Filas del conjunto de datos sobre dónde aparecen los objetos
------------------------------------------------

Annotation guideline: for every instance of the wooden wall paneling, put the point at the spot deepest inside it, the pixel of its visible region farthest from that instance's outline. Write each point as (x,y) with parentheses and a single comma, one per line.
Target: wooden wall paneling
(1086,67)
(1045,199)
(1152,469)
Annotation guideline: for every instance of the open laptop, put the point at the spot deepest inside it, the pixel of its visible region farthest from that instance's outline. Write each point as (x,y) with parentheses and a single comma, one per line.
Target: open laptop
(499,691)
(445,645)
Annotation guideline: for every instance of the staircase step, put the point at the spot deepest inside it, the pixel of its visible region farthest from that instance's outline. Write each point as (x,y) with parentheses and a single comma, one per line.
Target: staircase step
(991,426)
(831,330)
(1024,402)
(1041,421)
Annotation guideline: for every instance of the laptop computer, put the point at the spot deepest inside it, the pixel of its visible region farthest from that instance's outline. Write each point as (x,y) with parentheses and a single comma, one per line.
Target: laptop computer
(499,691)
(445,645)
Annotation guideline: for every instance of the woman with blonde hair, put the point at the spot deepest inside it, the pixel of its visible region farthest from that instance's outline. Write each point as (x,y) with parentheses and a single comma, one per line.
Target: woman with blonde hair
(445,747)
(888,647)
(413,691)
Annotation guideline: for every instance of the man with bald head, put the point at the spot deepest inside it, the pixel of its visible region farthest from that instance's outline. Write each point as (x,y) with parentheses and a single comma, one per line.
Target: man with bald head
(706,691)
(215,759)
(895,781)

------------------------------------------------

◆ Consigna:
Por favor, vuelve a escribir las líneas del listado desde la que contiene "Annotation guideline: for every instance of the staircase" hasta el final, ambos extremos incluidos, con las indicaciones sin cambios. Desplaza cada coordenada de las respuestas, tanto x como y, sumándole 50.

◆ Solución propuesta:
Annotation guideline: for every instance of the staircase step, put the point at the spot deepest inside it, the pixel of its visible region farthest from that instance's outline. Write each point as (x,y) with parentheses and a single comma, one per line.
Target: staircase step
(1041,476)
(881,380)
(1074,452)
(1091,471)
Annotation guideline: for every instance of the laptop computer, put the point at the spot deepest inside it, the pixel of its visible region farthest from that instance's outline. Write each point as (x,y) with parentheses and a single comma, one per line.
Target: laptop computer
(549,741)
(495,695)
Annotation guideline: for every instance of the woman with blonde hair, put the point at the spot deepest inside it, the pixel of its visible region farthest from that instance's outline. Write each point as (x,y) with parentheses and a single comma, one per line.
Target: woman with blonde hair
(495,797)
(938,697)
(463,741)
Annotation guideline: for every instance of the man with bald head, put the point at the spot deepest inside it, the pixel of its visible region farthest from that instance's outline. Write each point as (x,y) with parentheses and a single comma, one per line.
Target: man with bald head
(756,741)
(265,809)
(945,831)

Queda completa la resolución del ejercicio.